── Input data ──
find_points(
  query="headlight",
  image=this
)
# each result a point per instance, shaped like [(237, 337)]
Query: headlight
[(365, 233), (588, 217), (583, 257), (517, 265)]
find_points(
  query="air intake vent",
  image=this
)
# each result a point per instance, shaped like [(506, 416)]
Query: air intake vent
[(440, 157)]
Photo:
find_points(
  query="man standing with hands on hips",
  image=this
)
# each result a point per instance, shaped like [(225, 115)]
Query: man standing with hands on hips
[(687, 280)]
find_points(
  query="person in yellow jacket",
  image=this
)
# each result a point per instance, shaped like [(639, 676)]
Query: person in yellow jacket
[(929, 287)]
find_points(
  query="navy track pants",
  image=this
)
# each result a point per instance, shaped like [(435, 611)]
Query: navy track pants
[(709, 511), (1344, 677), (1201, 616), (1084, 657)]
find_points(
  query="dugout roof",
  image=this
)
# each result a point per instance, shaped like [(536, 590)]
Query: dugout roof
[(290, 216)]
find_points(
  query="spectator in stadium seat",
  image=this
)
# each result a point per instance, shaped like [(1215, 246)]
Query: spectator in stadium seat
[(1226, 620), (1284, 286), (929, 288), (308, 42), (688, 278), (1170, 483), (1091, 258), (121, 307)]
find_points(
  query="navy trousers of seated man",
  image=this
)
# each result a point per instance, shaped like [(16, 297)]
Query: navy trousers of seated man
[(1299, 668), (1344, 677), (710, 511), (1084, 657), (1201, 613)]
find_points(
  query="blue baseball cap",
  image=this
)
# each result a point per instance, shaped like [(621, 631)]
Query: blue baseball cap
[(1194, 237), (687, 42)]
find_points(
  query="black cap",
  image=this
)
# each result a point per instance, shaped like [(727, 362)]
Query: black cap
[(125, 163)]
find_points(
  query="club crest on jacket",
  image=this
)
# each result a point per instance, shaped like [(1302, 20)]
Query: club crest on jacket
───
_To do_: What you return should be the lines from the start of the data through the line with "# each result a point per instance, shaped like [(16, 297)]", quoted exactly and nothing more.

_Exercise output_:
find_points(
  query="headlight",
  image=this
)
# each result a point per instance, shaped like [(237, 337)]
Query: headlight
[(365, 233), (588, 217), (583, 257), (517, 265)]
find_points(
  query="air intake vent",
  image=this
)
# each result a point per instance, shaped like [(506, 416)]
Query: air intake vent
[(440, 157)]
Photo:
find_points(
  query="man standing with hands on hips",
  image=this
)
# each result a point per instance, shaped like [(225, 115)]
Query: man standing with hands on hips
[(687, 280)]
find_points(
  query="person in yellow jacket",
  image=this
)
# each result a point per instance, shaped like [(639, 676)]
Query: person in yellow jacket
[(929, 287)]
find_points(
  query="navy track pants",
  image=this
)
# each result a point per instance, shaped like [(435, 611)]
Query: navy track pants
[(709, 511), (1344, 677), (1201, 616), (1084, 657)]
find_points(
  query="dugout roof",
  image=this
)
# each result a point per instance, shaped like [(536, 590)]
Query: dugout roof
[(290, 216)]
find_points(
  query="spectator in stadium seat",
  image=this
)
# each result a point per instance, shaped like [(1215, 246)]
Query: spectator in stadium seat
[(1226, 620), (1284, 286), (929, 288), (308, 42), (688, 278), (1170, 483), (1091, 258), (121, 307)]
find_points(
  query="navy trousers of seated man",
  image=this
)
# each result a point per instance, shaped like [(16, 297)]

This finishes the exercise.